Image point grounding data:
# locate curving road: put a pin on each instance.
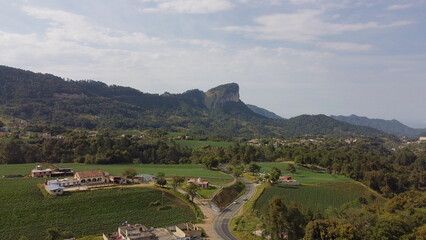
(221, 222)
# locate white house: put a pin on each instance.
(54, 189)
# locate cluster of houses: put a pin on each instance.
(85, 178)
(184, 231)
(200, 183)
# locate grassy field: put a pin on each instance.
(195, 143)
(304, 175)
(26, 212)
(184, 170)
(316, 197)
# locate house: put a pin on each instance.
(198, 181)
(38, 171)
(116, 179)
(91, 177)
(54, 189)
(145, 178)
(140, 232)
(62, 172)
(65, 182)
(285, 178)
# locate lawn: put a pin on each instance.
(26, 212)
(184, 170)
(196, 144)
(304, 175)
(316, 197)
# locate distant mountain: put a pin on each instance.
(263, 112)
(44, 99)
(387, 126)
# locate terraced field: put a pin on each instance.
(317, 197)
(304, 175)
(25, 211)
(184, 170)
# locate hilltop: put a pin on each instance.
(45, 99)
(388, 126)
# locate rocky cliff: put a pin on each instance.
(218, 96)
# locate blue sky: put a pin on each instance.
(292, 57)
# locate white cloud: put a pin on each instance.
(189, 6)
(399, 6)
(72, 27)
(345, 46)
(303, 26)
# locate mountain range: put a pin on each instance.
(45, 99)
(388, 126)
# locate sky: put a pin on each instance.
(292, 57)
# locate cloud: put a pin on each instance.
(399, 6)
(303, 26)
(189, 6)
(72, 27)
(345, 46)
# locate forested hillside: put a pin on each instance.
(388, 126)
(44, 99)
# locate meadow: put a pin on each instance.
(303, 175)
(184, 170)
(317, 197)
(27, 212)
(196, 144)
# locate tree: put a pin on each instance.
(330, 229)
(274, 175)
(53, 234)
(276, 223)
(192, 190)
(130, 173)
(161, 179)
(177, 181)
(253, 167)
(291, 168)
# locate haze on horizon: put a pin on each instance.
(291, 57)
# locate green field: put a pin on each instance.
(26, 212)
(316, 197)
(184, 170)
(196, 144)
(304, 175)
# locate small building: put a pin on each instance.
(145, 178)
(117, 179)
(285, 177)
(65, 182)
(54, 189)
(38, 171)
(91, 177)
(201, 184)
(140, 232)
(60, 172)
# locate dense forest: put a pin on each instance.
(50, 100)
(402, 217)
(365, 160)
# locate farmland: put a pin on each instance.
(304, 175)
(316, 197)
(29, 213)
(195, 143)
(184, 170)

§ **Exercise instructions**: Copy out the lines starting at the one containing "# locate forested" and ending with the last line of the entries. Include nothing else.

§ **Answer**:
# locate forested hillside: put a pin on each instance.
(388, 126)
(44, 99)
# locate meadow: put a pin on each instance.
(303, 175)
(184, 170)
(317, 197)
(27, 212)
(196, 144)
# locate tree: put a pin on each instance.
(330, 229)
(274, 175)
(53, 234)
(276, 223)
(192, 190)
(130, 173)
(161, 179)
(177, 181)
(253, 167)
(291, 168)
# locate haze on horizon: put a pin on each instance.
(291, 57)
# locate green field: put a pin on each instance.
(26, 212)
(316, 197)
(184, 170)
(196, 144)
(304, 175)
# locate small building: put a pin on each instance.
(145, 178)
(117, 179)
(285, 177)
(65, 182)
(54, 189)
(38, 171)
(91, 177)
(201, 184)
(140, 232)
(60, 172)
# locate dense forest: put a pin on each instance.
(50, 100)
(402, 217)
(365, 160)
# locate farmland: put a pin on each instance.
(304, 175)
(316, 197)
(29, 213)
(195, 143)
(184, 170)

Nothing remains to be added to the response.